> _TASKS TO COMPLETE_:
- 1) Answer these questions using the excerpt on James Bond films:
(a) In which film did Sir Gustav Graves' Ice Palace appear?
(b) How tall is Jaws, according to the excerpt?
(c) Which chase does the excerpt call the best one ever?
- 2) List every henchman the excerpt on James Bond films names as a villain's associate from an actual Bond film.
- 3) Output the stretch of the excerpt on James Bond films from "The chase sequence" through "the sky, obviously.", unchanged.

> _EXCERPT PROVIDED_:
▬▬▬
Sadly, there hasn't been a decent one since Sir Gustav Graves' Ice Palace in Die Another Day (2002). Time to bring back the evil subterranean HQ.
The weird sidekick
Every villain needs a homicidal associate to intimidate our hero. Oddjob, the sinister Japanese butler with the decapitating bowler hat in Goldfinger; Nick Nack, the pint-sized henchman in Golden Gun; Jaws, the 7ft metal-toothed giant in The Spy Who Loved Me – these were nasty people who existed only to end your life as painfully as possible. How about a hugely obese dominatrix (like Miss Trunchbull in Roald Dahl's Matilda) with Tasers in her foundation garments?
The fancy techno stuff
Twenty minutes into every James Bond movie until Die Another Day (2002), the MI6 armourer, Q, would introduce Bond to new gadgets: ballpoint grenade pens, talcum-powder bombs, a watch that became a buzzsaw... it was like a teasing preview of a later perilous incident. Casino Royale jettisoned the gadgets. We need them back.
The chase sequence
There must be a protracted, headlong, wholly implausible chase – on skis down a mountainside and a Lotus submarine in The Spy Who Loved Me, by speedboat in Moonraker, by turbojet (pursued by heat-seeking missile,) across an icy lake in The Living Daylights (the best one ever) and, er, running around on cranes and buildings in Casino Royale. Where will they chase 007 in Skyfall? Duh – through the sky, obviously.
▬▬▬
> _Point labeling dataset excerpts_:
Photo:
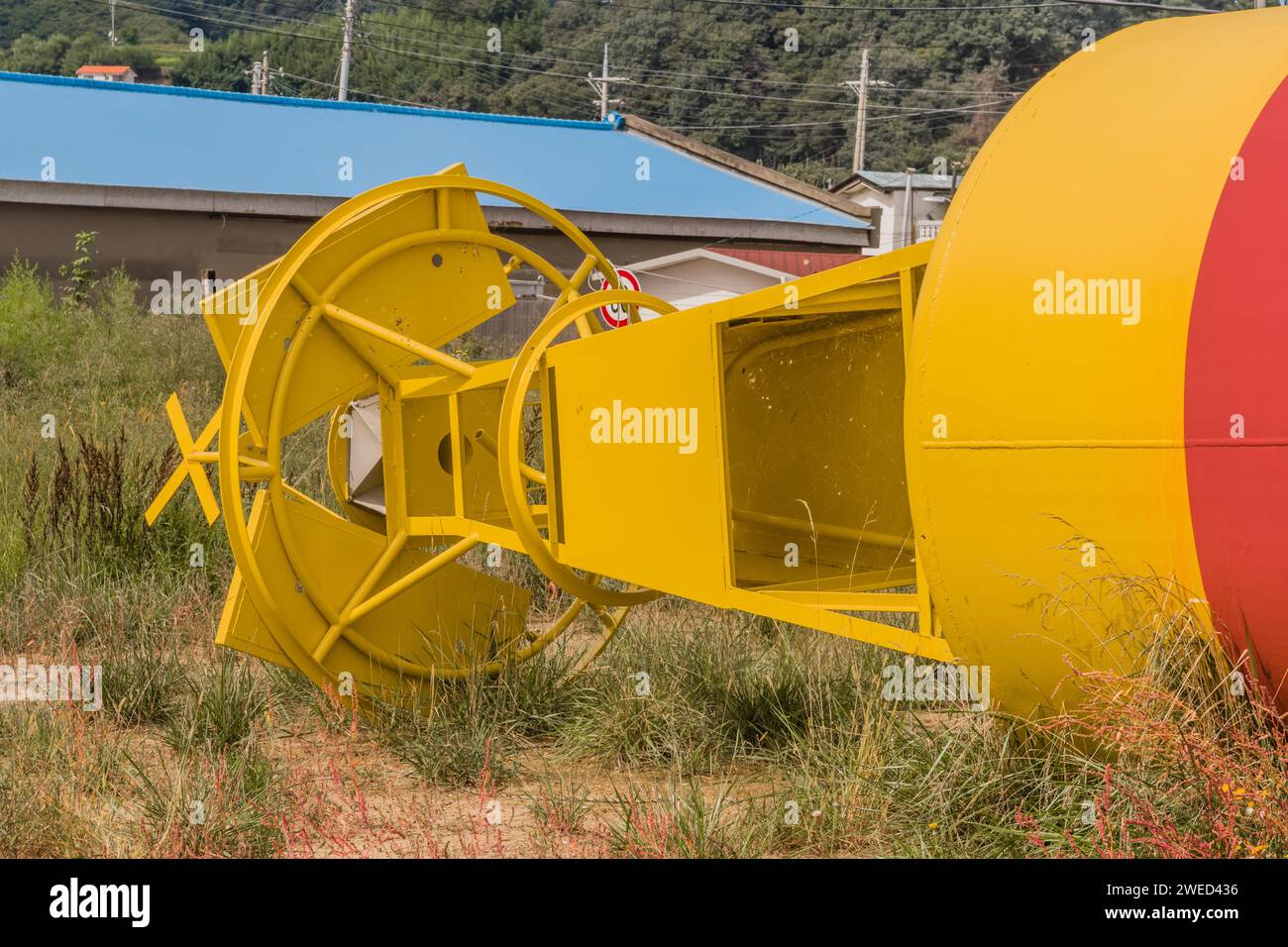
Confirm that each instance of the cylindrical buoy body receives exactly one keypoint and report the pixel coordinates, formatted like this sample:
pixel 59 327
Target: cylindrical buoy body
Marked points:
pixel 1096 389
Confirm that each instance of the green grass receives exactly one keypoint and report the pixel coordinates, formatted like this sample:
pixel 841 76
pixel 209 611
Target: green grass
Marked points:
pixel 696 735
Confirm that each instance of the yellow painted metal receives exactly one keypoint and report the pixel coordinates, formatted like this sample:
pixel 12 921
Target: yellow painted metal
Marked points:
pixel 767 475
pixel 814 531
pixel 1031 436
pixel 364 305
pixel 894 451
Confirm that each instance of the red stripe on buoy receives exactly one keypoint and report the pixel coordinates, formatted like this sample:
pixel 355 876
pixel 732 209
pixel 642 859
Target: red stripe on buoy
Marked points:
pixel 1236 403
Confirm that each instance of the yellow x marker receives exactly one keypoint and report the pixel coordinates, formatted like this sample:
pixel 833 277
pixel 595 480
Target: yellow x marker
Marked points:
pixel 188 468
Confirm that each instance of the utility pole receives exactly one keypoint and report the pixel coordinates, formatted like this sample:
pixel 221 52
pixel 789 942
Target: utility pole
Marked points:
pixel 346 53
pixel 600 85
pixel 861 124
pixel 907 209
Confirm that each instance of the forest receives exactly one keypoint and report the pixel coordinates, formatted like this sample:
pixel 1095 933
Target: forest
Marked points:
pixel 764 80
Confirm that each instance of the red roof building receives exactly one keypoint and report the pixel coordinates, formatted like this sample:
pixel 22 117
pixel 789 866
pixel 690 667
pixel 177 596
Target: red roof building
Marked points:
pixel 107 73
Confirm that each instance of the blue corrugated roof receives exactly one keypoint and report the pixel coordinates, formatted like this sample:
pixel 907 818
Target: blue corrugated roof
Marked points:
pixel 150 136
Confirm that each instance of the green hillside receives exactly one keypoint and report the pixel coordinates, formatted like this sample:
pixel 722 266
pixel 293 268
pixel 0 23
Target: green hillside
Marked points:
pixel 756 77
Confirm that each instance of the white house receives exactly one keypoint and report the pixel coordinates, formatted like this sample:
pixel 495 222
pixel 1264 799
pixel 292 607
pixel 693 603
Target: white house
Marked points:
pixel 884 193
pixel 709 273
pixel 107 73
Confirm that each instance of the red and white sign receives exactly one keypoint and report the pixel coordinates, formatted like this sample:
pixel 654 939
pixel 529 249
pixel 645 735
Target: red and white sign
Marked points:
pixel 616 316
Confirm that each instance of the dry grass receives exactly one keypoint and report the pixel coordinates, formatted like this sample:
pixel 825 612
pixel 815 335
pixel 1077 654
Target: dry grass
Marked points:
pixel 750 740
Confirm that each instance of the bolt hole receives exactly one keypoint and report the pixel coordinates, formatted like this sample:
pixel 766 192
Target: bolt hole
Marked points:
pixel 445 454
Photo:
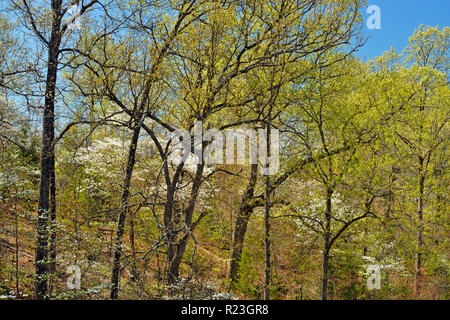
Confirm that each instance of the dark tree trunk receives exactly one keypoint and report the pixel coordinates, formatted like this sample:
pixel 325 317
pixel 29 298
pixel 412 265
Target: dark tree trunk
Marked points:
pixel 180 247
pixel 52 247
pixel 267 225
pixel 240 228
pixel 418 271
pixel 47 154
pixel 115 274
pixel 326 249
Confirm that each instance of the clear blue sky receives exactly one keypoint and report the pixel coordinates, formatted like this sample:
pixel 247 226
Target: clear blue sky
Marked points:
pixel 399 19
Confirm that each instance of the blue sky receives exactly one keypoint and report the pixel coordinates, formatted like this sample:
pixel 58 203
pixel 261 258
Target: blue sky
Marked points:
pixel 399 19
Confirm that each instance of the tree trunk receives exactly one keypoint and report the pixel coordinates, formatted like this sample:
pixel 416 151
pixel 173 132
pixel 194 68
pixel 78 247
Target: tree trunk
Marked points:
pixel 326 250
pixel 47 154
pixel 115 274
pixel 240 228
pixel 180 247
pixel 16 236
pixel 418 271
pixel 52 247
pixel 267 223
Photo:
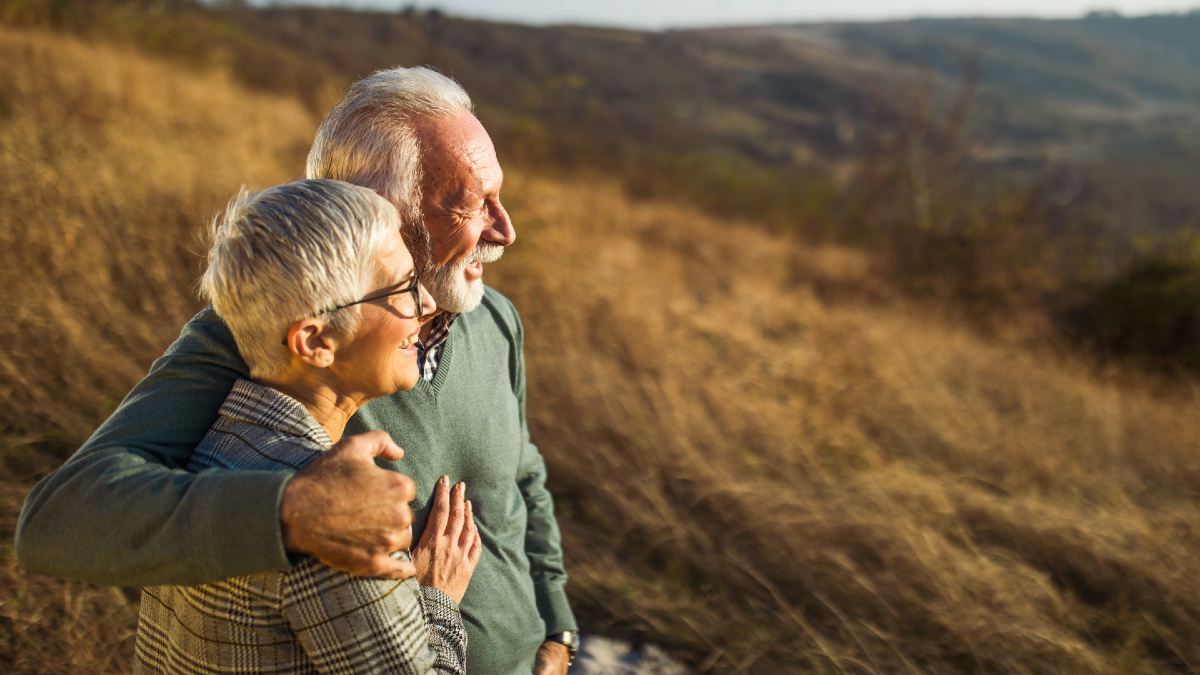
▬▬▬
> _SOLVED TASKS_:
- 1)
(a) Die Another Day (2002)
(b) 7ft
(c) The turbojet chase across an icy lake in The Living Daylights

- 2) Oddjob, Nick Nack, Jaws

- 3)
The chase sequence
There must be a protracted, headlong, wholly implausible chase – on skis down a mountainside and a Lotus submarine in The Spy Who Loved Me, by speedboat in Moonraker, by turbojet (pursued by heat-seeking missile,) across an icy lake in The Living Daylights (the best one ever) and, er, running around on cranes and buildings in Casino Royale. Where will they chase 007 in Skyfall? Duh – through the sky, obviously.